LESETEXT:
Der Tagesspiegel: Shell-Chef greift Röttgen an – „E10 ist unser Stuttgart 21“

Der Mineralölkonzern Shell hat die Politik und die
Autobranche wegen der mangelnden Akzeptanz des Biokraftstoffs E10
angegriffen und erwartet enorme Folgekosten. „Wir haben unsere
Hausaufgaben gemacht. Von den anderen, die auf dem Benzingipfel
vertreten waren, hört und sieht man nicht viel“, sagte
Shell-Deutschlandchef Peter Blauwhoff dem Tagesspiegel
(Montagausgabe) in einem Interview. Insbesondere Bundesumweltminister
Norbert Röttgen (CDU) sehe er in der Pflicht. „E10 betrifft eine
breite Mehrheit der Bürger, und ich kann Herrn Röttgen nur
auffordern, sich ebenfalls tatkräftig um mehr Akzeptanz zu bemühen.
Es handelt schließlich sich um die Folgen seiner Gesetzgebung.“

Der Schaden sei bereits jetzt gewaltig, kritisierte Blauwhoff.
„Auf die Mineralölwirtschaft in Deutschland kommen dreistellige
Millionenbeträge als Strafzahlungen zu, von den Kosten der Umrüstung
ganz zu schweigen.“ Derzeit werde E10 ungefähr so viel verkauft wie
die herkömmlichen Benzinsorten mit einem Bioethanolanteil von nur
fünf Prozent, aber geplant habe man mit einem E10-Anteil von 90
Prozent. Damit sei es „ganz und gar unmöglich geworden, die Quote in
diesem Jahr zu erreichen“. Bis zum Jahresende muss der
durchschnittliche Bioethanolanteil der verkauften Kraftstoffe 6,25
Prozent betragen, sonst werden Strafzahlungen fällig.

ERFASSTE DATEN:
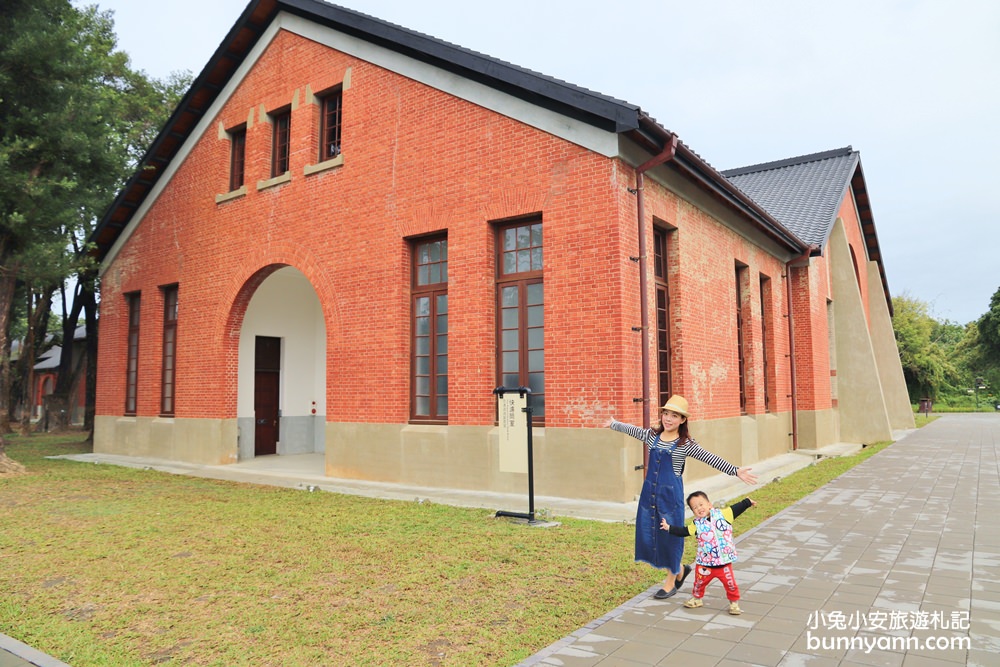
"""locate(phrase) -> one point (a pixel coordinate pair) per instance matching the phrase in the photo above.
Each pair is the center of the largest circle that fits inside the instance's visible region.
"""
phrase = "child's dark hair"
(697, 494)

AUFGABENSTELLUNG: Übertragen Sie den Satz „Der Schaden sei bereits jetzt gewaltig, kritisierte Blauwhoff.“ aus dem Lesetext ins Englische.

ERWARTETE ANTWORT: The damage is already enormous, Blauwhoff criticized.